TASK TO COMPLETE:
How many lines in the entries below contain the word "black"? Reply with the number alone.

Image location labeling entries
━━━━━━━━━━━━━━━━

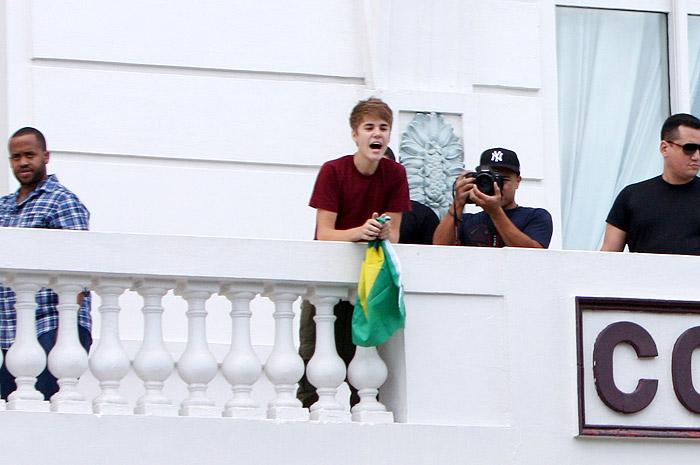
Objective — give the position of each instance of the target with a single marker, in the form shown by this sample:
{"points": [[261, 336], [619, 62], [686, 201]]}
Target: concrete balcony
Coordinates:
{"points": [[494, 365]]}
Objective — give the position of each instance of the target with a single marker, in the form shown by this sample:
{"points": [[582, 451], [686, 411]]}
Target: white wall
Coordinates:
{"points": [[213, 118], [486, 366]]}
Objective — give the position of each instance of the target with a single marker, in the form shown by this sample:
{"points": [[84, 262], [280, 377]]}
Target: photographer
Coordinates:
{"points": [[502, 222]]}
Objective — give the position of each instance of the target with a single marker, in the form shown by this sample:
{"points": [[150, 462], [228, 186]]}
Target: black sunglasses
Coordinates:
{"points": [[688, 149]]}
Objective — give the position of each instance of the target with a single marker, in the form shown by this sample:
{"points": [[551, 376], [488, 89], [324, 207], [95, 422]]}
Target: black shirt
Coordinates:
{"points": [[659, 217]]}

━━━━━━━━━━━━━━━━

TASK RESPONSE:
2